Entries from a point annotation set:
= = =

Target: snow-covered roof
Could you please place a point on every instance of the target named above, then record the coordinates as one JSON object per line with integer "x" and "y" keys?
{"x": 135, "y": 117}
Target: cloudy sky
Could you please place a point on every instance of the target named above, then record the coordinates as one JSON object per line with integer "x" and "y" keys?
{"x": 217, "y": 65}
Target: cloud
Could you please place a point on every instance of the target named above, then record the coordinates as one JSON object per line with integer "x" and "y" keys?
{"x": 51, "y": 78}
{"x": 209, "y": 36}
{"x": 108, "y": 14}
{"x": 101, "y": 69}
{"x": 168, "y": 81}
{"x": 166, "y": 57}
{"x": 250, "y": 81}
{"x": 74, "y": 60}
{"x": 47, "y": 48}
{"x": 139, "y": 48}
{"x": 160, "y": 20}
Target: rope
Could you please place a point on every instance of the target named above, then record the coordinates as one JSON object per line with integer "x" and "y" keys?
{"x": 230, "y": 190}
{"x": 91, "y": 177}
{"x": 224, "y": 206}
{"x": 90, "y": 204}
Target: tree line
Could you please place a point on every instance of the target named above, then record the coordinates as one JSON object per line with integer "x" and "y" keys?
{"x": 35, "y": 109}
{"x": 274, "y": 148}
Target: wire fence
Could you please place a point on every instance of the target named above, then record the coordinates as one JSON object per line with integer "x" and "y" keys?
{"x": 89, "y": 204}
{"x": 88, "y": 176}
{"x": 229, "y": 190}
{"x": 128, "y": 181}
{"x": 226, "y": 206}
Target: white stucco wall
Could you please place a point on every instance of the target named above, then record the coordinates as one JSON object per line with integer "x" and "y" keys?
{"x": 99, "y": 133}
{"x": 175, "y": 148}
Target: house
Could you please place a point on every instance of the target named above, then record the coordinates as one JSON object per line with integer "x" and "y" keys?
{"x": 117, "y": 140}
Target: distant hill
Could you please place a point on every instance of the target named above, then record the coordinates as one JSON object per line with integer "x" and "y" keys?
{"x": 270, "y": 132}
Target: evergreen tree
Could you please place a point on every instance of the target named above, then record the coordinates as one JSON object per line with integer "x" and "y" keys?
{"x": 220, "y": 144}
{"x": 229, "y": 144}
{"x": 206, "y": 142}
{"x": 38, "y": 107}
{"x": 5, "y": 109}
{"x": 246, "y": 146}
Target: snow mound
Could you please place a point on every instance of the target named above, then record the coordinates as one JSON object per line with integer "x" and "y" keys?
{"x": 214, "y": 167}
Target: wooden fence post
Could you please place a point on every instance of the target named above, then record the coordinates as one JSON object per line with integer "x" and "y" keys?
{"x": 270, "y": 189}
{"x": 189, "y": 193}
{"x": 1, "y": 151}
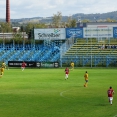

= = =

**Exercise aim**
Please give every line from the one containing "Target: wooden fence post" through the end of the data as a JSON list of strings, one string per line, with blank lines dropped. Omit the pictures.

**The output**
[
  "Target: wooden fence post",
  "Could you please place a point on every instance of the target named above, then record the coordinates as one JSON object per line with integer \"x\" and \"y\" keys?",
  "{\"x\": 270, \"y\": 189}",
  "{\"x\": 189, \"y\": 193}",
  "{\"x\": 1, \"y\": 151}"
]